TO DO: Look through the entries below for the line that contains "Target: distant hill", then set down that line and each one after it exactly, through the last.

--- MATERIAL PROVIDED Enclosed Below ---

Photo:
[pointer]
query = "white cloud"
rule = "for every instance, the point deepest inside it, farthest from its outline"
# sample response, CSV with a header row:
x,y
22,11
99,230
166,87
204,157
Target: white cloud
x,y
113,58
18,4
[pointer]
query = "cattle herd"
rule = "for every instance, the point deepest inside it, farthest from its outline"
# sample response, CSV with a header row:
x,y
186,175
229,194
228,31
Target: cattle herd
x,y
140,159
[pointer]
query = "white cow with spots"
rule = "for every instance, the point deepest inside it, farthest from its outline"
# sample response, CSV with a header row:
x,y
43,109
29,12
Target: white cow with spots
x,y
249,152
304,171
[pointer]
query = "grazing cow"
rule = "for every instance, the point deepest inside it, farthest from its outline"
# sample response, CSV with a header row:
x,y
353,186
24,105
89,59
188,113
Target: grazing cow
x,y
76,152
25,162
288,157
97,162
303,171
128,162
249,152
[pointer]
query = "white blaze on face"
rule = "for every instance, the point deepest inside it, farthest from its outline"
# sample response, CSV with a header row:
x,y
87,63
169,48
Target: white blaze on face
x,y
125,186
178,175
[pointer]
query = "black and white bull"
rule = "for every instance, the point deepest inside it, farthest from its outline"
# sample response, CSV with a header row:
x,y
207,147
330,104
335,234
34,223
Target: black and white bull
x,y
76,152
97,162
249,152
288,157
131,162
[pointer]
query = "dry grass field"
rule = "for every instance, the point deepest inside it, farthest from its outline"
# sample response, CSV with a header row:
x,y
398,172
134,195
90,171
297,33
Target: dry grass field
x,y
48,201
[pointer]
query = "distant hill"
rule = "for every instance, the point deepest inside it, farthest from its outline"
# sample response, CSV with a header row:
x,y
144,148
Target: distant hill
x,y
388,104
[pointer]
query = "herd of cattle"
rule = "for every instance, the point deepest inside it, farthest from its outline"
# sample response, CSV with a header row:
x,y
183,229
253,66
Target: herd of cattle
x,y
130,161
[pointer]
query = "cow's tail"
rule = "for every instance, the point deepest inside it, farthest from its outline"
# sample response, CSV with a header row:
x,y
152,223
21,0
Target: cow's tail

--- End of Enclosed MATERIAL PROVIDED ---

TASK ANSWER:
Target: distant hill
x,y
388,104
[pointer]
query = "herd of cattle"
rule = "for every instance, the point deepest inside it, farthest from its outline"
# sample response, CSV with a header row:
x,y
183,229
253,66
Target: herd of cattle
x,y
130,161
[pointer]
query = "cow's tail"
rule = "for every instance, the point deepest inside it, farthest from its outline"
# sample response, CSV with a header row:
x,y
152,223
21,0
Target: cow's tail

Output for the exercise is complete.